◆ What the task requires: Could you transcribe every record below exactly, leaving out any pictures?

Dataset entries
▬▬▬

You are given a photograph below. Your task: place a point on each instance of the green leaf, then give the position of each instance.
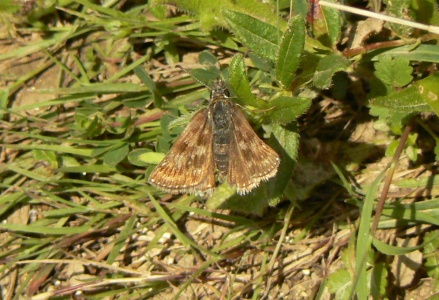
(333, 23)
(326, 69)
(394, 71)
(422, 52)
(287, 109)
(239, 81)
(413, 98)
(260, 37)
(340, 283)
(429, 91)
(431, 254)
(150, 158)
(115, 156)
(290, 51)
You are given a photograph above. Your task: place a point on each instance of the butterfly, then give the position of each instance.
(218, 140)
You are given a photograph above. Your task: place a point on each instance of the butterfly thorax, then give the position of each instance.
(221, 113)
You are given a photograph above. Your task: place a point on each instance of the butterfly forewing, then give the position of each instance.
(251, 160)
(189, 166)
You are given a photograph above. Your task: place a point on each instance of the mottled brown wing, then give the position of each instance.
(189, 166)
(251, 160)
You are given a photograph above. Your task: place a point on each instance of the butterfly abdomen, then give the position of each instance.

▬▬▬

◆ Output for this exercise:
You are given a photograph below. Your task: place a point on each instance of the green leaf, then give the position of each instance.
(333, 23)
(326, 69)
(394, 71)
(422, 52)
(287, 109)
(239, 81)
(413, 98)
(260, 37)
(340, 283)
(429, 91)
(431, 254)
(150, 158)
(115, 156)
(290, 51)
You are given a photograph above. Your task: place a point on each instance of the butterfly, then give the position of each instance.
(218, 140)
You are given a photograph above. Your task: place a point on each instance of the butterfly thorax, then give the position of each instance.
(221, 113)
You are given a photograph above. Your task: place a point on each instance of the butterfly forewing, then give the position of each instance.
(251, 160)
(189, 166)
You are given a photograph above. Your task: place a point on each instance of the mottled brown wing, then give the position of each instance.
(189, 166)
(251, 160)
You are given a photograph above. Your task: place a point on each instance of the butterfly abdomen, then give the position of each instance.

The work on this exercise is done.